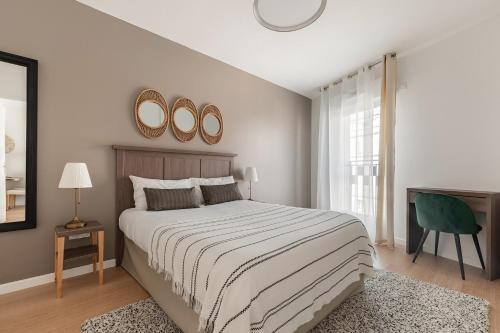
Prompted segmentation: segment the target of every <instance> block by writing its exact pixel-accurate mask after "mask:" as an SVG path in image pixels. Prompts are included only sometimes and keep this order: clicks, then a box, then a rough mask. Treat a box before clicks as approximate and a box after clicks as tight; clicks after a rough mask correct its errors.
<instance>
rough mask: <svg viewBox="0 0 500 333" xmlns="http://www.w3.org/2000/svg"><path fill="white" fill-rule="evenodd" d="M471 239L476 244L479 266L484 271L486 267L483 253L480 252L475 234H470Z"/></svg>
mask: <svg viewBox="0 0 500 333" xmlns="http://www.w3.org/2000/svg"><path fill="white" fill-rule="evenodd" d="M472 239H473V240H474V245H476V250H477V255H478V256H479V261H481V267H482V268H483V271H484V270H485V269H486V268H485V267H484V261H483V255H482V254H481V247H480V246H479V241H478V239H477V235H472Z"/></svg>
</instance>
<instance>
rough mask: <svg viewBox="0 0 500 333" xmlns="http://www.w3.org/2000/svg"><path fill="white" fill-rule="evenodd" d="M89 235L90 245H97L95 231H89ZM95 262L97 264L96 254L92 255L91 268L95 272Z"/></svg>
mask: <svg viewBox="0 0 500 333" xmlns="http://www.w3.org/2000/svg"><path fill="white" fill-rule="evenodd" d="M90 237H91V239H92V240H91V241H92V245H97V232H95V231H94V232H91V233H90ZM96 264H97V256H92V269H93V272H94V273H95V271H96Z"/></svg>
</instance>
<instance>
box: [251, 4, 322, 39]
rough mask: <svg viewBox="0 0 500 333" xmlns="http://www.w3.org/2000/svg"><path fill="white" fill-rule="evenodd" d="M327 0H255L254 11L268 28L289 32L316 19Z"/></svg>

----------------

The requested output is the line holding "box: [251, 4, 322, 39]" and every line after it up to the last line of the listing, exactly, with nothing else.

box: [251, 4, 322, 39]
rough mask: <svg viewBox="0 0 500 333" xmlns="http://www.w3.org/2000/svg"><path fill="white" fill-rule="evenodd" d="M327 0H255L254 11L268 28L289 32L316 19Z"/></svg>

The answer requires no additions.